= THE RECORDS =
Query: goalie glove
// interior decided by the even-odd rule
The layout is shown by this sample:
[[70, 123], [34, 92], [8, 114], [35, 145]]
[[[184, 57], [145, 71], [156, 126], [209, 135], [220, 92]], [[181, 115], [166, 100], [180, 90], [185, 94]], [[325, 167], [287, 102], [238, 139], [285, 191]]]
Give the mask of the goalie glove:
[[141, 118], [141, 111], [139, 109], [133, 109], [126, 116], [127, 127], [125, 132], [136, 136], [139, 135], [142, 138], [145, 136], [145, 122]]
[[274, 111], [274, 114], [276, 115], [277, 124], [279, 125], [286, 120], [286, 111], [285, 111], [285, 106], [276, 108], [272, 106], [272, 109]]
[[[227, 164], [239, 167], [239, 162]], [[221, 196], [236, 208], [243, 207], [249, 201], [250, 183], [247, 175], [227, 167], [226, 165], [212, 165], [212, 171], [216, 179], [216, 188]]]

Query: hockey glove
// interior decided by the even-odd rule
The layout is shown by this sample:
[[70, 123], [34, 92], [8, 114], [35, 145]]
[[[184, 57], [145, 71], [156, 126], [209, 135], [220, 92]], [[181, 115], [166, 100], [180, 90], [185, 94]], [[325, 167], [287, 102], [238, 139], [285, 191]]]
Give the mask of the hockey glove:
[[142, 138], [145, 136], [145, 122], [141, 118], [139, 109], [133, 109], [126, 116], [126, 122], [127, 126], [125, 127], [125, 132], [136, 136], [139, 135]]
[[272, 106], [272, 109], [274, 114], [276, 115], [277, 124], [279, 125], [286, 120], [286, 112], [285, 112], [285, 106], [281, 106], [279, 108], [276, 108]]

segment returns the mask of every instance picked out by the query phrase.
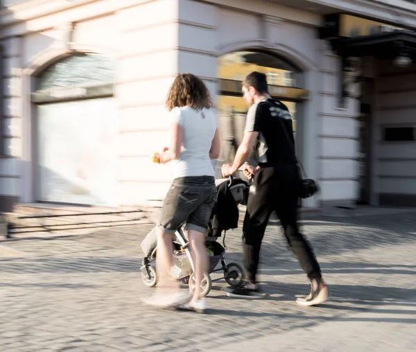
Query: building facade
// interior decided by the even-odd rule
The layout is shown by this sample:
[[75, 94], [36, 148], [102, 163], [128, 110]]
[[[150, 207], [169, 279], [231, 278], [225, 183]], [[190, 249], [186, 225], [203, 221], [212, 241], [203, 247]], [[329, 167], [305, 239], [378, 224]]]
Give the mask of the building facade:
[[[201, 77], [214, 97], [218, 170], [241, 141], [240, 81], [254, 69], [289, 107], [300, 159], [321, 186], [302, 206], [416, 206], [413, 3], [8, 0], [0, 11], [0, 211], [163, 199], [170, 166], [149, 156], [167, 143], [177, 73]], [[390, 38], [406, 53], [357, 49], [357, 37], [393, 29], [408, 35]]]

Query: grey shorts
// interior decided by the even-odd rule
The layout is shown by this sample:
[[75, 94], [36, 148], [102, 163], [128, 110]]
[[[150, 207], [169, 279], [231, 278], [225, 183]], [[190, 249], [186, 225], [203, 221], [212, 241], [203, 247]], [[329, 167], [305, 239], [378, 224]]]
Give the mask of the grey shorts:
[[188, 229], [206, 234], [216, 201], [213, 177], [176, 178], [165, 197], [157, 226], [173, 234], [186, 222]]

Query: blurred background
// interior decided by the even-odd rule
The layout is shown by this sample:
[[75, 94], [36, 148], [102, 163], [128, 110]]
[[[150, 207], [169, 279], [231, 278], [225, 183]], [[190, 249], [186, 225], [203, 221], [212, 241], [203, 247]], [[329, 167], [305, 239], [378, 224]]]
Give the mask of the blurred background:
[[413, 1], [6, 0], [0, 15], [1, 211], [159, 204], [171, 173], [149, 155], [181, 72], [214, 97], [220, 177], [254, 70], [321, 186], [303, 208], [416, 206]]

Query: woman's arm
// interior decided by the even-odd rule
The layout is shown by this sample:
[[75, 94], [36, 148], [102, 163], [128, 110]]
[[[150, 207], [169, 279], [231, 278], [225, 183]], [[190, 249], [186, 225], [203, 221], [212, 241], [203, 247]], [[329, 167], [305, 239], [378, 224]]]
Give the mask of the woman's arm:
[[211, 149], [209, 150], [209, 158], [210, 159], [218, 159], [220, 157], [220, 134], [218, 133], [218, 129], [215, 130], [212, 142], [211, 143]]
[[160, 163], [165, 164], [171, 160], [179, 159], [184, 142], [184, 129], [177, 123], [171, 127], [171, 143], [168, 149], [160, 155]]

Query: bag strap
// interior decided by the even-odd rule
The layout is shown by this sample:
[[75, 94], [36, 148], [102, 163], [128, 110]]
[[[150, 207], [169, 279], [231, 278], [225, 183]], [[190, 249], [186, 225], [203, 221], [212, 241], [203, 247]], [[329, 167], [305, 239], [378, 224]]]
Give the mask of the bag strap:
[[[266, 102], [268, 103], [268, 104], [269, 105], [270, 105], [270, 100], [272, 100], [273, 105], [275, 106], [276, 106], [276, 103], [275, 103], [275, 100], [273, 99], [268, 98], [268, 99], [266, 99]], [[295, 150], [295, 147], [294, 147], [293, 144], [292, 143], [292, 140], [291, 139], [291, 137], [289, 137], [289, 134], [286, 128], [286, 126], [284, 125], [284, 124], [283, 123], [283, 121], [281, 121], [282, 118], [281, 117], [277, 117], [277, 119], [279, 120], [280, 125], [281, 126], [281, 128], [283, 129], [283, 130], [284, 132], [284, 134], [286, 137], [288, 143], [289, 143], [289, 146], [291, 146], [291, 148], [292, 149], [292, 151], [293, 152], [293, 154], [295, 155], [296, 161], [297, 161], [297, 164], [299, 164], [299, 167], [300, 168], [300, 173], [301, 173], [301, 177], [307, 179], [308, 175], [306, 175], [306, 173], [305, 171], [305, 169], [303, 167], [303, 165], [302, 164], [302, 163], [300, 162], [300, 160], [299, 159], [299, 158], [297, 157], [297, 155], [296, 155], [296, 151]]]

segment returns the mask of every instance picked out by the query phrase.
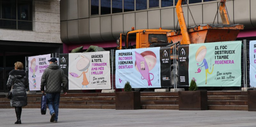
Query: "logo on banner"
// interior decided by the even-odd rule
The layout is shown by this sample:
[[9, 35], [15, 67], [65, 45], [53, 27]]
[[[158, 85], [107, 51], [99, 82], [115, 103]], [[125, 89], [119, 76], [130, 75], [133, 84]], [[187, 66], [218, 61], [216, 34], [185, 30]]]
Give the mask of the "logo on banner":
[[180, 51], [180, 55], [184, 56], [186, 54], [186, 52], [184, 49], [182, 48], [181, 50]]
[[167, 53], [167, 52], [165, 50], [164, 50], [164, 51], [163, 52], [163, 57], [168, 57], [168, 53]]
[[66, 63], [66, 59], [65, 59], [64, 57], [62, 57], [61, 58], [61, 64], [64, 64]]

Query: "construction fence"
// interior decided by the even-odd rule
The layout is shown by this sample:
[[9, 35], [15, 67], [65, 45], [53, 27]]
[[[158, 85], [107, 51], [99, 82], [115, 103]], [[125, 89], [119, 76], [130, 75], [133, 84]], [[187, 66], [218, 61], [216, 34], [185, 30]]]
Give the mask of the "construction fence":
[[[174, 47], [177, 48], [174, 48], [171, 50], [170, 50], [170, 46], [165, 47], [165, 49], [154, 48], [145, 49], [111, 50], [110, 51], [103, 52], [103, 52], [75, 53], [77, 53], [76, 55], [71, 57], [70, 54], [73, 53], [52, 53], [50, 54], [50, 57], [58, 58], [59, 65], [61, 67], [62, 67], [62, 68], [63, 70], [65, 69], [64, 71], [66, 71], [65, 74], [67, 79], [69, 79], [69, 88], [70, 88], [71, 90], [120, 88], [123, 88], [123, 85], [127, 81], [129, 82], [133, 88], [135, 89], [147, 88], [182, 88], [188, 87], [190, 81], [192, 79], [196, 80], [199, 87], [234, 87], [239, 88], [255, 87], [253, 85], [252, 82], [250, 82], [252, 80], [253, 77], [255, 78], [256, 77], [255, 76], [252, 76], [252, 74], [253, 73], [252, 71], [254, 73], [256, 73], [255, 72], [256, 69], [252, 69], [254, 68], [254, 67], [251, 65], [251, 65], [250, 62], [252, 63], [252, 61], [254, 61], [254, 59], [253, 61], [250, 60], [250, 58], [251, 59], [255, 58], [252, 57], [250, 58], [250, 51], [253, 50], [252, 49], [251, 44], [250, 45], [250, 43], [251, 43], [254, 42], [243, 40], [241, 41], [241, 42], [240, 42], [240, 43], [238, 42], [234, 43], [233, 43], [232, 42], [230, 42], [231, 43], [230, 43], [230, 44], [228, 44], [227, 42], [222, 42], [221, 43], [214, 43], [197, 44], [194, 47], [189, 47], [189, 45], [180, 45], [178, 43], [176, 43], [171, 46], [173, 45]], [[210, 43], [215, 43], [214, 44], [215, 45], [211, 45], [210, 44], [214, 44]], [[208, 44], [210, 45], [208, 46]], [[237, 46], [235, 46], [235, 45]], [[216, 57], [218, 57], [216, 53], [214, 53], [214, 54], [212, 56], [207, 54], [206, 56], [207, 56], [205, 57], [204, 54], [205, 56], [204, 57], [201, 57], [202, 58], [196, 58], [199, 56], [198, 54], [196, 54], [197, 50], [199, 52], [198, 54], [201, 54], [200, 53], [202, 53], [201, 52], [203, 52], [203, 51], [204, 51], [204, 50], [206, 50], [207, 49], [207, 53], [209, 53], [209, 52], [212, 52], [210, 49], [212, 47], [215, 47], [212, 48], [214, 49], [214, 50], [214, 50], [214, 52], [215, 52], [219, 51], [220, 50], [218, 48], [223, 46], [226, 46], [226, 49], [224, 49], [225, 50], [223, 51], [230, 51], [230, 52], [228, 52], [228, 53], [227, 53], [228, 54], [228, 55], [226, 55], [227, 54], [225, 54], [225, 56], [228, 56], [228, 58], [224, 56], [222, 56], [222, 58], [225, 60], [225, 61], [223, 62], [224, 61], [222, 60], [219, 62], [218, 61], [217, 62], [226, 62], [230, 64], [226, 64], [227, 63], [226, 63], [225, 64], [223, 64], [224, 63], [220, 63], [221, 64], [220, 64], [219, 62], [217, 62], [217, 63], [219, 64], [216, 64], [216, 60], [215, 60], [215, 62], [214, 60], [216, 60]], [[204, 47], [205, 47], [205, 49], [204, 49]], [[230, 48], [228, 49], [227, 47]], [[250, 49], [250, 48], [251, 49]], [[183, 49], [183, 50], [182, 49]], [[186, 49], [187, 51], [186, 50]], [[239, 49], [241, 49], [241, 50]], [[191, 51], [188, 52], [189, 50]], [[165, 51], [168, 51], [165, 52]], [[183, 52], [184, 51], [185, 52]], [[224, 51], [223, 52], [224, 52]], [[240, 53], [241, 59], [239, 59], [237, 56], [240, 56], [240, 55], [238, 53]], [[132, 54], [129, 54], [130, 53]], [[187, 54], [185, 54], [185, 56], [181, 57], [181, 56], [183, 55], [182, 53], [185, 53]], [[254, 52], [253, 53], [255, 53]], [[205, 53], [206, 53], [205, 52]], [[85, 57], [84, 55], [85, 54], [87, 54], [86, 55], [88, 56]], [[116, 56], [117, 54], [118, 56]], [[254, 56], [254, 55], [253, 54], [253, 56]], [[70, 57], [68, 57], [69, 56]], [[107, 57], [107, 56], [108, 56]], [[191, 57], [191, 56], [193, 56], [194, 57]], [[92, 58], [92, 56], [94, 56], [94, 57], [96, 58], [93, 59]], [[166, 56], [168, 56], [167, 58], [163, 58], [163, 57]], [[194, 58], [195, 57], [195, 59]], [[87, 57], [88, 59], [84, 59], [85, 57]], [[189, 57], [190, 59], [193, 58], [193, 59], [189, 59], [189, 62], [188, 60]], [[63, 58], [64, 60], [63, 60]], [[153, 60], [152, 60], [151, 59], [152, 58], [154, 58]], [[30, 64], [29, 63], [30, 62], [31, 62], [31, 61], [29, 61], [28, 59], [26, 59], [28, 60], [26, 66], [28, 68], [31, 67], [31, 66], [30, 65], [30, 66], [29, 65]], [[84, 66], [81, 66], [81, 68], [79, 69], [77, 67], [78, 62], [70, 64], [72, 62], [77, 60], [77, 59], [81, 60], [83, 59], [84, 60], [83, 61], [83, 62], [84, 62], [83, 63], [87, 62], [86, 65], [85, 67], [84, 67]], [[199, 60], [200, 59], [207, 61], [207, 67], [204, 64], [204, 62]], [[101, 63], [106, 63], [106, 65], [102, 64], [101, 65], [101, 66], [103, 66], [101, 67], [104, 67], [104, 69], [101, 69], [103, 70], [101, 71], [96, 70], [100, 72], [93, 74], [90, 73], [91, 71], [92, 71], [92, 70], [95, 70], [95, 69], [98, 69], [98, 68], [99, 69], [100, 68], [98, 67], [94, 68], [89, 67], [90, 65], [92, 65], [92, 62], [96, 62], [95, 60], [98, 59], [102, 60]], [[227, 59], [231, 59], [234, 61], [232, 62], [231, 60], [228, 61], [226, 60]], [[69, 64], [64, 64], [63, 60], [65, 60], [66, 62], [69, 61]], [[194, 63], [193, 62], [193, 60], [195, 61]], [[232, 64], [232, 62], [234, 63]], [[90, 63], [88, 64], [88, 62]], [[83, 63], [81, 63], [81, 64], [83, 64]], [[201, 65], [200, 64], [204, 65], [204, 66], [199, 66]], [[82, 73], [81, 75], [80, 73], [77, 74], [77, 73], [75, 73], [75, 71], [70, 71], [71, 69], [71, 69], [73, 67], [72, 67], [75, 66], [76, 65], [77, 65], [77, 68], [76, 69], [80, 69], [80, 71], [79, 72]], [[189, 65], [191, 69], [188, 68]], [[225, 66], [226, 65], [227, 67]], [[63, 67], [64, 67], [65, 68], [63, 68]], [[132, 68], [131, 68], [131, 67], [132, 67]], [[238, 69], [240, 67], [240, 69]], [[192, 71], [191, 69], [193, 69]], [[225, 69], [228, 70], [225, 71]], [[251, 70], [250, 77], [250, 69]], [[239, 71], [238, 70], [239, 70]], [[224, 73], [220, 73], [221, 72]], [[224, 77], [225, 76], [223, 75], [220, 76], [220, 74], [225, 75], [225, 74], [223, 73], [226, 73], [226, 77]], [[188, 76], [188, 74], [190, 75], [189, 76]], [[79, 78], [73, 79], [74, 77], [82, 77], [82, 75], [85, 76], [86, 77], [81, 78], [80, 78], [80, 79], [78, 79]], [[218, 77], [217, 76], [218, 76]], [[216, 79], [216, 78], [218, 79]], [[85, 82], [85, 78], [86, 78], [88, 83]], [[99, 79], [97, 81], [95, 79], [100, 80]], [[255, 79], [254, 80], [255, 80]], [[93, 85], [92, 84], [93, 83], [92, 82], [93, 81], [95, 81], [95, 84], [97, 84], [95, 85], [96, 87], [90, 86], [90, 85]], [[31, 83], [32, 83], [32, 82], [31, 82]], [[75, 85], [72, 85], [71, 86], [71, 84], [81, 84], [81, 83], [79, 82], [84, 84], [80, 86], [76, 85], [77, 86], [74, 86]], [[87, 84], [85, 85], [86, 83]], [[216, 85], [216, 84], [221, 85]], [[226, 85], [225, 84], [228, 85]]]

= SET EXERCISE =
Rewrite the stretch of items from the line containing "Query: woman's arm" through the line containing "Give the mask of the woman's", replacing "woman's arm" with "woman's forearm" and leaving everything else unchanged.

= RESULT BELOW =
Query: woman's forearm
// interior decided by the even-odd rule
The layout is shown by this sample:
[[75, 94], [36, 148], [102, 163], [128, 110]]
[[[150, 207], [169, 279], [231, 278], [225, 183]], [[190, 249], [186, 225], [203, 221], [212, 241], [203, 247]], [[329, 167], [305, 239], [378, 224]]]
Give the mask of the woman's forearm:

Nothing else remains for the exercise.